Text for analysis
Noble David Cook explains, in vivid detail and sweeping scope, how the conquest of the New World was achieved by a handful of Europeans--not by the sword, but by deadly disease. The Aztec and Inca empires with their teeming millions were destroyed by a few hundred Europeans whose most important weapons, though the conquerors did not realize it at the time, were diseases previously unknown in the Americas. The end result of the colonizing experience in the Americas, whether of the Portuguese, Dutch, Spanish, English, or French, was the collapse of native society.
Excellent analogy of disease in the New World, but a more balanced view regarding violence, negotiation, and trading pathways is needed. Note that the author did research only in libraries in the United States, and did not examine primary sources in Peru.
A good followup to Alfred Crosby's foundational text The Columbian Exchange which reports on research updates to his original arguments on disease, and also incorporates information and critiques McNeil's Plagues and People. Cook uses this book to ultimately dispel any lingering questions as to whether more Indians were killed by the cruelty of the Spaniards (Black Legend) or through disease (spoiler alert: the Spanish weren't nice, but their atrocities can't compare to the ravages of Influenza, measles, small pox, typhus, mumps, and yellow fever.) Ultimately, the death of 90% of the indigenous population made conquest of the Americas relatively easy for Europeans.

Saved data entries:
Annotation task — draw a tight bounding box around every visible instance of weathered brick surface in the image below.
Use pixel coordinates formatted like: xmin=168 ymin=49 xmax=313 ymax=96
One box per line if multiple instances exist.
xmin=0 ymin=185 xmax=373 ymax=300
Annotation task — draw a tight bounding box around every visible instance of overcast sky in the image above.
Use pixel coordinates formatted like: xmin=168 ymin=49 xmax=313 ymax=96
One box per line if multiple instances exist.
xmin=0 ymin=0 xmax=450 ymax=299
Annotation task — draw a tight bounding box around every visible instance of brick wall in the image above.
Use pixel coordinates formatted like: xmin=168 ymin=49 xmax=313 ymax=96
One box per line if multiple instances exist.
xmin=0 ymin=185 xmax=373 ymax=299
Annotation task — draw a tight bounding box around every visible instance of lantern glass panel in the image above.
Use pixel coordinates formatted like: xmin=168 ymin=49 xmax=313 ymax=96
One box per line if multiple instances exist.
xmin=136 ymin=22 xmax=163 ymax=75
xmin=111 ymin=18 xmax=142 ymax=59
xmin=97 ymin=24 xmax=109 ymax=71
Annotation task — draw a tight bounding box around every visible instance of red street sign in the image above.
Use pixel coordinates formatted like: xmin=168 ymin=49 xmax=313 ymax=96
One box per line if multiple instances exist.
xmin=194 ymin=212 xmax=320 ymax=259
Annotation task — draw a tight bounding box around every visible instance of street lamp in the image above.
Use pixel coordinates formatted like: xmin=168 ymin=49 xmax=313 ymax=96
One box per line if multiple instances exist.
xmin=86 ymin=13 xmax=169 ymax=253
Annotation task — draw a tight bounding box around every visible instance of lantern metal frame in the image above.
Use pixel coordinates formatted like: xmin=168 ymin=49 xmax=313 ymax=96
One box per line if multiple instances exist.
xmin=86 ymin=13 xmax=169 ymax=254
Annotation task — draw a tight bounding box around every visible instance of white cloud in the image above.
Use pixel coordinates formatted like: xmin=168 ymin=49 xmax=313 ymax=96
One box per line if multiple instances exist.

Exercise requirements
1. Answer these questions about the text on disease and the conquest of the Americas:
(a) Which two empires does the text say were destroyed by a few hundred Europeans?
(b) Where did the author do research, according to the text?
(c) What share of the indigenous population died, according to the text?
2. Copy the text on disease and the conquest of the Americas from "Noble David Cook" up to and including "of native society.", replacing "teeming millions" with "vast populations".

Answers for the tasks
1.
(a) The Aztec and Inca empires.
(b) Only in libraries in the United States.
(c) 90%.

2.
Noble David Cook explains, in vivid detail and sweeping scope, how the conquest of the New World was achieved by a handful of Europeans--not by the sword, but by deadly disease. The Aztec and Inca empires with their vast populations were destroyed by a few hundred Europeans whose most important weapons, though the conquerors did not realize it at the time, were diseases previously unknown in the Americas. The end result of the colonizing experience in the Americas, whether of the Portuguese, Dutch, Spanish, English, or French, was the collapse of native society.